SELECTED PASSAGE ▸

So I thought I’d share with you this jaunty menu from New Years’ Eve, 1895, at the Portland Hotel, in Portland, Oregon.
It is from the fabulous menu collection at the New York Public Library, and shows signs of surviving a singe or at least some torn corners. Like many of the menus they hold, it was for a special occasion. Because those are the menus people save: galas, balls, receptions for famous people. Few people save the menu from a random Tuesday lunch.
The Portland is long gone, but it was quite new at the time of this dinner, having opened in 1890. The menu features some things you might still see today on a fancy menu, and quite a few you wouldn’t. Turtle appears twice, and while beef tenderloin would still be on the list for many New Year dinners, I doubt “boned turkey in aspic” is showing up.
The oyster though has stood the test of time as a delicacy; from a fairly affordable street food in the early nineteenth century in many coastal cities, it had transitioned to elite offering by the end of the century, and remained there since. In this menu they are described as “Blue Point” oysters, a name technically reserved for oysters from a particular place in New York. They are not a specific species, but have to be from the waters of the Great South Bay. Indeed, New York State’s legislature made that official in 1903.
Transport being what it was at the time, it’s unlikely that a hotel in Portland had oysters shipped in from the opposite coast (there are plenty of oysters in the Pacific, and oyster farming started in the Coos estuary by the 1870s). But Blue Point would have been a term recognised by diners and thus used to indicate quality. It’s an example of terroir being a brand, in much the same way that before DOC laws started coming in, wine makers outside France would label their product “Burgundy” or “Chablis”.
Frozen eggnog in the middle of the meal sounds fun, perhaps in place of a palate-cleansing sorbet. Note too, the plum pudding with brandy sauce, and once again our friend the mince pie.
Wishing you all the best for 2023, readers!
Somewhat more involved than the bacon-wrapped guinea fowl I'm planning for my birthday. A belated bonne année!

EXCERPTED RECORDS ▸
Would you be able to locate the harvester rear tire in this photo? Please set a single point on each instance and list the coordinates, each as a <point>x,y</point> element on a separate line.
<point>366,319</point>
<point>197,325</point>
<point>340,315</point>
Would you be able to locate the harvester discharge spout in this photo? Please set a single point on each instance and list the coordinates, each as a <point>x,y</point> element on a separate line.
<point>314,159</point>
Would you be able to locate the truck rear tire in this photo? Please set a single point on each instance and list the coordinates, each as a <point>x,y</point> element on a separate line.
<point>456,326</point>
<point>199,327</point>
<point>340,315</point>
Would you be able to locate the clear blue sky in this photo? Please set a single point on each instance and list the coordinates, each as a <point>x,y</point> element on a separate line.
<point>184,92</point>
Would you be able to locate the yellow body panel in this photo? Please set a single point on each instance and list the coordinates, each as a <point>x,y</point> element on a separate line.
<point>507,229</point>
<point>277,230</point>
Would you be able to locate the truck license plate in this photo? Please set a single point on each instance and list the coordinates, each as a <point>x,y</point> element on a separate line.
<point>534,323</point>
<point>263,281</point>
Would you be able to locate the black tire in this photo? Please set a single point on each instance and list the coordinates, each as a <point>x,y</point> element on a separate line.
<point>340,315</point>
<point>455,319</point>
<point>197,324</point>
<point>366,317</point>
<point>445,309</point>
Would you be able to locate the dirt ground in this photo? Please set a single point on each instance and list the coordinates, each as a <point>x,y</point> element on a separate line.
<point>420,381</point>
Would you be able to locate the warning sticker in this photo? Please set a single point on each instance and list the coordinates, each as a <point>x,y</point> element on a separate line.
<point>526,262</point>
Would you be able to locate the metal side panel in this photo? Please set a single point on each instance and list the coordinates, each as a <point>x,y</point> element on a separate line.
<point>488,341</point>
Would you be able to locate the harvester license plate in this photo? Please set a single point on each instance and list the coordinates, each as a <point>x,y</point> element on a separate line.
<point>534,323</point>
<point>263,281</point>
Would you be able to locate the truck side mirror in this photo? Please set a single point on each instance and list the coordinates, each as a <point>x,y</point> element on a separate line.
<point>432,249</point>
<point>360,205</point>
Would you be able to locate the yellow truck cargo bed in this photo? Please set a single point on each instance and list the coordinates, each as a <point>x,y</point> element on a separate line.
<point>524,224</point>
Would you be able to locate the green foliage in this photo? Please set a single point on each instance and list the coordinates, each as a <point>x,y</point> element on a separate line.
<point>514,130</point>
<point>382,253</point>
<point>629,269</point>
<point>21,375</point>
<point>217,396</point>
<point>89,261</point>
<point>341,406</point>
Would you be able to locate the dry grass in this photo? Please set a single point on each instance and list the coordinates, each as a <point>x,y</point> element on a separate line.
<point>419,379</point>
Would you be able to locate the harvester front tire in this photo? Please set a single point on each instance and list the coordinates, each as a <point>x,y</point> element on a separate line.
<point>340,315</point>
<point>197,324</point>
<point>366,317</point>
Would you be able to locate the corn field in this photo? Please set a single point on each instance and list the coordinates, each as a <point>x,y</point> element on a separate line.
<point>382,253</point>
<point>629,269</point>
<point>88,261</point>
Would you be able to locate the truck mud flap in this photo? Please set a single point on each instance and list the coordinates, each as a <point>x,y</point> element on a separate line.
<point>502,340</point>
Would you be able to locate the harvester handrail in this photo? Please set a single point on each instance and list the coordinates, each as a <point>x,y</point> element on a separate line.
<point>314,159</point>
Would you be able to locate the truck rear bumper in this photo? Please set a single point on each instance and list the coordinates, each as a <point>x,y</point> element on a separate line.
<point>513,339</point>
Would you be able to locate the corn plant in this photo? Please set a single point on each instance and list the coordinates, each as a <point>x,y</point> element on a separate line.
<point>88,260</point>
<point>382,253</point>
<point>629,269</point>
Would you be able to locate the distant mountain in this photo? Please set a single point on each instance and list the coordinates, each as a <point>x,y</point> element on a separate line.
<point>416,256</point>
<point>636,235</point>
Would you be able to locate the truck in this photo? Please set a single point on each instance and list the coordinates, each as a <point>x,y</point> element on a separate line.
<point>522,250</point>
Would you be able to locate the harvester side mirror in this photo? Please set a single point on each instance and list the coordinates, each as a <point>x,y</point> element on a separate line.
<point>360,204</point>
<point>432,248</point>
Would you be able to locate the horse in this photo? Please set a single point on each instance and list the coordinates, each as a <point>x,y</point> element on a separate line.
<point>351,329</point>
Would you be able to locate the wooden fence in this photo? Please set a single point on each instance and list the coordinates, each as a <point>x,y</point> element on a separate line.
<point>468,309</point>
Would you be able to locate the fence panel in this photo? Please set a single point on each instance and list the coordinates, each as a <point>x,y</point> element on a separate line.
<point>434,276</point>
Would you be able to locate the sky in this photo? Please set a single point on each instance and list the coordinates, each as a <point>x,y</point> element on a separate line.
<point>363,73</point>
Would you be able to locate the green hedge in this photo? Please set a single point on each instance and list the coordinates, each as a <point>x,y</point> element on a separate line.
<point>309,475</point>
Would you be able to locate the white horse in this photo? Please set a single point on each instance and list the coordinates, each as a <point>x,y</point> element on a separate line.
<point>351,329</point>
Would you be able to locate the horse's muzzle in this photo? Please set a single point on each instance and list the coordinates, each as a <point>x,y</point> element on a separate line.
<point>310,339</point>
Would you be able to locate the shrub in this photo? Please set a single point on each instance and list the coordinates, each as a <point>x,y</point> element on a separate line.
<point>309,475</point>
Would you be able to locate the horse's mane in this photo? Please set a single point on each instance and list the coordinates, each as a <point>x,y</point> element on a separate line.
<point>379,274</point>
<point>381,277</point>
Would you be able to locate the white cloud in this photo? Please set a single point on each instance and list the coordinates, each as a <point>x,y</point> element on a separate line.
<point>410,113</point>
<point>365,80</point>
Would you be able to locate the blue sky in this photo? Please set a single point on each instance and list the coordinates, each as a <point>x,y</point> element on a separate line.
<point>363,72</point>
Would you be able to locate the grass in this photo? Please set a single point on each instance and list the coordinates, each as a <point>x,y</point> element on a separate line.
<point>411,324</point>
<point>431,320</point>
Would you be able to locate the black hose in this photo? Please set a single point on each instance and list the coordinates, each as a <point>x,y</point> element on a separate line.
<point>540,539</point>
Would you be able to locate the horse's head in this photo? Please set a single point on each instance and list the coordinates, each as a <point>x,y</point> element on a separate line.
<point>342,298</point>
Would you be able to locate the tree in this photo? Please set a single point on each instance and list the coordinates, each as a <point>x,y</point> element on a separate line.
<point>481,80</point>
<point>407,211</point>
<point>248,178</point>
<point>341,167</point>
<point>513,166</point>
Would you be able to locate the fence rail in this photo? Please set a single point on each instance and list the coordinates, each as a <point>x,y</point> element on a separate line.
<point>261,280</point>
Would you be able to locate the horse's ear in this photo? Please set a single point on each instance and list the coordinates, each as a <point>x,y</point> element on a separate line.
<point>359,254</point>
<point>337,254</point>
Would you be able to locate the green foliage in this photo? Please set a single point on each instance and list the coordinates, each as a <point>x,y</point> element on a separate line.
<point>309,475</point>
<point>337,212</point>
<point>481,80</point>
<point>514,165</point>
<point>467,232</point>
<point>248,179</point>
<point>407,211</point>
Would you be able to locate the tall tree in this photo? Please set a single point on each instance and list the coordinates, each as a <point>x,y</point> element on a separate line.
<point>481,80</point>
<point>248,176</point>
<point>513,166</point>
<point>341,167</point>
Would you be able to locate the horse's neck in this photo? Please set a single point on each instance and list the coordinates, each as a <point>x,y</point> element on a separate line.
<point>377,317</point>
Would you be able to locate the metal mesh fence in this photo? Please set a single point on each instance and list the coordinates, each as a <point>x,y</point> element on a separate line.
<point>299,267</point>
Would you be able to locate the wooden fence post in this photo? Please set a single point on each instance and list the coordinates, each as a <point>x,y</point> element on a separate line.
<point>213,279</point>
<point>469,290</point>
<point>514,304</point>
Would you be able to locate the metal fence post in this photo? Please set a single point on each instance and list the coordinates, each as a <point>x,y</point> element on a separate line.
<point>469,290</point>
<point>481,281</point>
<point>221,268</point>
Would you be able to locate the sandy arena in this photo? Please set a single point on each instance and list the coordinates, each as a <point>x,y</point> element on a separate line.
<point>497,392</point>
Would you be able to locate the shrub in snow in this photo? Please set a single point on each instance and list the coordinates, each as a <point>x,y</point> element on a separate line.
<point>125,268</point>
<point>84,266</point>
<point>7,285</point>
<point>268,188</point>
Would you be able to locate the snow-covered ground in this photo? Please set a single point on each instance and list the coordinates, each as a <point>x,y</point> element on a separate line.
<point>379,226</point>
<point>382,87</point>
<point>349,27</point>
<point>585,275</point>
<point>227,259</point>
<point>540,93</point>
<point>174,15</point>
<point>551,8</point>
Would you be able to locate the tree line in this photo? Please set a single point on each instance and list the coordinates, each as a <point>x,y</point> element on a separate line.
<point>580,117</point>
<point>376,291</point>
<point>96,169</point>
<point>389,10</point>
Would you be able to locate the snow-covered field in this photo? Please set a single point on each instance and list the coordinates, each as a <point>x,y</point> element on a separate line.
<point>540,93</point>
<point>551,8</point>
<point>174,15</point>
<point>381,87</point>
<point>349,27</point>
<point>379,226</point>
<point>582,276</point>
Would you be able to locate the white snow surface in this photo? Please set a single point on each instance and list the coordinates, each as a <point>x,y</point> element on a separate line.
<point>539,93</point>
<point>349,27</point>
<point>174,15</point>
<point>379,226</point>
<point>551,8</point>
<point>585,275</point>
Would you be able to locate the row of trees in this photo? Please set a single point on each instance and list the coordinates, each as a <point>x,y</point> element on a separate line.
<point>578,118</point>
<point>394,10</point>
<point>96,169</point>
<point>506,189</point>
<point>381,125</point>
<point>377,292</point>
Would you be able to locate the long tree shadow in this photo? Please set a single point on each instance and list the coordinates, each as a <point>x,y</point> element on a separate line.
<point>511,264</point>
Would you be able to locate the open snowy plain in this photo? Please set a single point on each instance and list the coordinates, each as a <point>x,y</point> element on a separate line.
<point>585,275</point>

TASK ▸
According to the piece about the 1895 Portland Hotel menu, which body made the "Blue Point" oyster name official, and in what year?

REPLY ▸
New York State's legislature, in 1903.